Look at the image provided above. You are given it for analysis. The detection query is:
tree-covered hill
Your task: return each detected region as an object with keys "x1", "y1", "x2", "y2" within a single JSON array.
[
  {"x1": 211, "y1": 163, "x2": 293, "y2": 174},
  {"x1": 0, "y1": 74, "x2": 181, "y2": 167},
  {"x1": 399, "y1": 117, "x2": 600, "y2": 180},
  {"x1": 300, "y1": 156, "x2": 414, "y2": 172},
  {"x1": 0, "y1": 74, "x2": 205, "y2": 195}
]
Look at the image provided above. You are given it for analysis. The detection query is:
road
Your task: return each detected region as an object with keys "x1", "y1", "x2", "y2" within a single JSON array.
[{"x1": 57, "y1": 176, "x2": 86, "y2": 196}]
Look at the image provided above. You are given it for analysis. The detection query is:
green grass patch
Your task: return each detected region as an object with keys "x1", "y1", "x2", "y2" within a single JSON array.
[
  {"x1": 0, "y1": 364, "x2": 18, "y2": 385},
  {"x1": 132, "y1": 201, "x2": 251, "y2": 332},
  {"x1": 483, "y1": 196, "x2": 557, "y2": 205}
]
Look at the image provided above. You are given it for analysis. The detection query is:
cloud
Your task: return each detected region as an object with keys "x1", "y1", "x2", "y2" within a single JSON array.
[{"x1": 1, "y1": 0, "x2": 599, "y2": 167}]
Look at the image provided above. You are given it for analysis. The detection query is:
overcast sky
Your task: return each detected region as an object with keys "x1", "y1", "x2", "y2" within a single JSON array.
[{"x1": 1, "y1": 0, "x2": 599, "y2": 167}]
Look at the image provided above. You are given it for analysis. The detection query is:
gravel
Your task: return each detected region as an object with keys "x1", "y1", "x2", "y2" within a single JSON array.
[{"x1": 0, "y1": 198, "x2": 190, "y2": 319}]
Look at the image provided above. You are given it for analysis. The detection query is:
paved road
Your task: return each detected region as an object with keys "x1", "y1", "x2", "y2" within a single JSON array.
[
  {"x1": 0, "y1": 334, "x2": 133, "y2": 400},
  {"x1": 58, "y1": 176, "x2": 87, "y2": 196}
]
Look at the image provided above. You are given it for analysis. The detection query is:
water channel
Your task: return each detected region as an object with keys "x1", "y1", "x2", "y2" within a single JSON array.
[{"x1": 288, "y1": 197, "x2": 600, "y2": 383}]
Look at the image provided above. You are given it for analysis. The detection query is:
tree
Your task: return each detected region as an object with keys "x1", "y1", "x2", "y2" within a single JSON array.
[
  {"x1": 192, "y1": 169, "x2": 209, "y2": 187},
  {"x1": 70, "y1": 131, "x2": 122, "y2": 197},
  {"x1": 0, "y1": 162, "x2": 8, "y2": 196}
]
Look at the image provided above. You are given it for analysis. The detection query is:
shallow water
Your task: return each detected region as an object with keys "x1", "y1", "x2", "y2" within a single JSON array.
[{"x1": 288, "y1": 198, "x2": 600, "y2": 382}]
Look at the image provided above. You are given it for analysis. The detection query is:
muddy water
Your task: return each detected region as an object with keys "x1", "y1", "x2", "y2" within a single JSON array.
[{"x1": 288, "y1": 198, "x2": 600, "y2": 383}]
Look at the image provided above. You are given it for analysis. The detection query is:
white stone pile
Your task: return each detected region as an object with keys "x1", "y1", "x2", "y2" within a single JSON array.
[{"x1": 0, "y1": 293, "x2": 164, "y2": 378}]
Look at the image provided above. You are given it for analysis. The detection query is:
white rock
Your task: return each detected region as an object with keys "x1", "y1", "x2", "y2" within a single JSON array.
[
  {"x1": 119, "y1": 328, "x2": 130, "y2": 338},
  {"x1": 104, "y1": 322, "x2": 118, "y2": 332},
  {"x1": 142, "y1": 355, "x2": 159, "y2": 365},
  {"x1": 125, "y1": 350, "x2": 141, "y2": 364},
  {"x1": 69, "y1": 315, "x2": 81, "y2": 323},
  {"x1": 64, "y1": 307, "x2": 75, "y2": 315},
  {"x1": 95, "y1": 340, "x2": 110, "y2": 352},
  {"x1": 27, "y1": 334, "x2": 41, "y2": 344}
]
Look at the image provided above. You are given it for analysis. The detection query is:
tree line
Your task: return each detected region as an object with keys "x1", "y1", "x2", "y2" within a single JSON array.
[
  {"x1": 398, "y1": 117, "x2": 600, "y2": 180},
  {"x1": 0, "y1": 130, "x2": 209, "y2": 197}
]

...

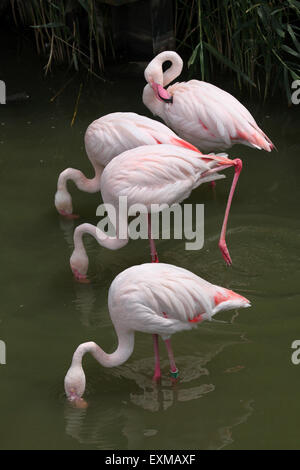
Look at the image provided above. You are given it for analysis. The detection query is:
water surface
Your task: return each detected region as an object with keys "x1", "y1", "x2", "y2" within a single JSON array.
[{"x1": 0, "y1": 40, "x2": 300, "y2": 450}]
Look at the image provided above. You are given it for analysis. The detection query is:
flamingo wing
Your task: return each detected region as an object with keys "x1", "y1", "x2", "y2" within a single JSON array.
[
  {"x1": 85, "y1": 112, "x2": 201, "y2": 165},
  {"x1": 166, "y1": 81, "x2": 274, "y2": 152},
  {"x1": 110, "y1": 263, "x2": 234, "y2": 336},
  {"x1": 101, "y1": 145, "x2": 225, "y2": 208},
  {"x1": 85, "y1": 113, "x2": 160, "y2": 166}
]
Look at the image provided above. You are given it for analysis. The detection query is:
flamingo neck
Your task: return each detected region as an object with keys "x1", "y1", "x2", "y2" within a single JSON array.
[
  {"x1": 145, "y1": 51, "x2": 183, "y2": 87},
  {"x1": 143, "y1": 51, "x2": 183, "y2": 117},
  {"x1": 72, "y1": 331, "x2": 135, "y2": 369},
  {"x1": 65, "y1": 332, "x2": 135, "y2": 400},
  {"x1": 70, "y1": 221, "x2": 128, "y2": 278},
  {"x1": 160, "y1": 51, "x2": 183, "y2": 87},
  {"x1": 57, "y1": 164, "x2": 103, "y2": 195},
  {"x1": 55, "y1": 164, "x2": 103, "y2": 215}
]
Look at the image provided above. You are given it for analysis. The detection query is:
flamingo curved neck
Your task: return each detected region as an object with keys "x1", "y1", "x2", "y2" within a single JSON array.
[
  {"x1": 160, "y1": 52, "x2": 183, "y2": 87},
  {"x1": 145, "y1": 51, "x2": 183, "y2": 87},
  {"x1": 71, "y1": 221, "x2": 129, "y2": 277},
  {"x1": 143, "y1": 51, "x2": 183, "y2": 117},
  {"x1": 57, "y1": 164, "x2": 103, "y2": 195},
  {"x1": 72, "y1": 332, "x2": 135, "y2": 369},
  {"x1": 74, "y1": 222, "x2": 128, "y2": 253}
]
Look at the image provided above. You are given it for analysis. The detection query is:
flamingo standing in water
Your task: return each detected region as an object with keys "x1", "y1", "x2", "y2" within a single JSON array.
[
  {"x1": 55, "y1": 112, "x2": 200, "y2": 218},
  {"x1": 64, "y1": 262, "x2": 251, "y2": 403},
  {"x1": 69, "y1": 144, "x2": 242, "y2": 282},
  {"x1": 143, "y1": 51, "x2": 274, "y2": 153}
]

**WORK INSTRUCTION**:
Lines with "water": find them in the data and copy each one.

**ANSWER AREA**:
water channel
shallow water
muddy water
water surface
flamingo standing in water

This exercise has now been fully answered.